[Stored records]
- Opening Delimiter -

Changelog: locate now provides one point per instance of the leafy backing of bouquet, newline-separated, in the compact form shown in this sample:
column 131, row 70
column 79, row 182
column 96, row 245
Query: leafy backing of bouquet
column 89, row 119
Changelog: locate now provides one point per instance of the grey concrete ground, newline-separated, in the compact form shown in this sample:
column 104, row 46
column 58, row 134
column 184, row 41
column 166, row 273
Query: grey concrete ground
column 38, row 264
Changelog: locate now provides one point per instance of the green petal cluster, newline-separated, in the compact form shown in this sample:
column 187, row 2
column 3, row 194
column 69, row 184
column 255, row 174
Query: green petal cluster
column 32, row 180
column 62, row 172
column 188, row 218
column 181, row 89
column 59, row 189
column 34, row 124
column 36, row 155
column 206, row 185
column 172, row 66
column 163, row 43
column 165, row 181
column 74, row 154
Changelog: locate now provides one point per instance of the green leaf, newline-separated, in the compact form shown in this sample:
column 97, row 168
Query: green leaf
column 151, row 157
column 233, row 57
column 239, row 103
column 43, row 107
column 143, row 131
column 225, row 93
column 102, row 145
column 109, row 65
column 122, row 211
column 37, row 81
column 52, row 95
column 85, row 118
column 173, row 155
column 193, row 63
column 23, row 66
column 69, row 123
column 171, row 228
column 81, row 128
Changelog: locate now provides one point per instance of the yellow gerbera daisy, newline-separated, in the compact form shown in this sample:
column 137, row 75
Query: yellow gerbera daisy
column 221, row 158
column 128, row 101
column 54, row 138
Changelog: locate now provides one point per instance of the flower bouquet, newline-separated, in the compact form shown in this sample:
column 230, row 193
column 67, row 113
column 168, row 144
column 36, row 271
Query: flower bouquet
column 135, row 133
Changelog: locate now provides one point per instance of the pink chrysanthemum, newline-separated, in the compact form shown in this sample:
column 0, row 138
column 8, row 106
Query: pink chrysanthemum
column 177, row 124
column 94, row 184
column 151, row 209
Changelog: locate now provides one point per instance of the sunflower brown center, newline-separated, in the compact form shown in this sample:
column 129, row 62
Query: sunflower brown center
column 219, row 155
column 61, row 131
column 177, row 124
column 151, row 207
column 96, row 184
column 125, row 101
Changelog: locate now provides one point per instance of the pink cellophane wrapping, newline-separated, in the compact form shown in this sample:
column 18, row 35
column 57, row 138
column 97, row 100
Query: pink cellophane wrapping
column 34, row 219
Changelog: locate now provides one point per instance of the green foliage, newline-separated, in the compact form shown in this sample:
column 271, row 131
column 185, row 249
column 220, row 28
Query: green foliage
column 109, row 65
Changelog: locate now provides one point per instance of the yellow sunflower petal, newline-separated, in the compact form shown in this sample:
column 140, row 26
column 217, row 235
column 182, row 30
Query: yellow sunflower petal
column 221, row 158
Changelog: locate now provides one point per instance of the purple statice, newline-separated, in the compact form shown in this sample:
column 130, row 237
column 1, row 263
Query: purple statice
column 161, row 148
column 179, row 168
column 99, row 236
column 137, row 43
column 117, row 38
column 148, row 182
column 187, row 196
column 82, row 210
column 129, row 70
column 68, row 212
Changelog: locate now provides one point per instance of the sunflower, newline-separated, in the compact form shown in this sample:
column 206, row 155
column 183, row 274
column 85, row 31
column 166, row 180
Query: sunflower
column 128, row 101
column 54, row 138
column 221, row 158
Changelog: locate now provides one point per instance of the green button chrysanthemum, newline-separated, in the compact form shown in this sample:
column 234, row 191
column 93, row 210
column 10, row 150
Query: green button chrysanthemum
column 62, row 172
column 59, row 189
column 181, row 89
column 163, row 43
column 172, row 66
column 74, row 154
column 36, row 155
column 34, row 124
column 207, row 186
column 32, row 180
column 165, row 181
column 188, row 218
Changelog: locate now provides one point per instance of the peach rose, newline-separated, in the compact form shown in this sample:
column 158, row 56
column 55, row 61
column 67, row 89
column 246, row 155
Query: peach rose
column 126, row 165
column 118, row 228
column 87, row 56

- Closing Delimiter -

**EXERCISE PROMPT:**
Your output should be an exact copy of every line from the one containing "of the peach" through the end of the records.

**OUTPUT FOR THIS EXERCISE:**
Changelog: locate now provides one point per instance of the peach rose, newline-separated, in the compact form shown in this sample:
column 158, row 56
column 55, row 61
column 67, row 89
column 246, row 155
Query: peach rose
column 126, row 165
column 118, row 228
column 87, row 56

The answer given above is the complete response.